____ DATA FOR ANALYSIS

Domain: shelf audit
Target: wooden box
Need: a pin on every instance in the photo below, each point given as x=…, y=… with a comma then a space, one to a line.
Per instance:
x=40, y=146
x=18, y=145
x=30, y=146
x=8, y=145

________

▶ TASK: What is needed here is an exact copy of all the records above.

▶ SOLUTION TO THIS EXERCISE:
Domain: shelf audit
Target: wooden box
Need: a pin on every instance in the photo below, each point given as x=…, y=… with a comma then a space, one to a line.
Per instance:
x=40, y=146
x=18, y=145
x=30, y=146
x=8, y=145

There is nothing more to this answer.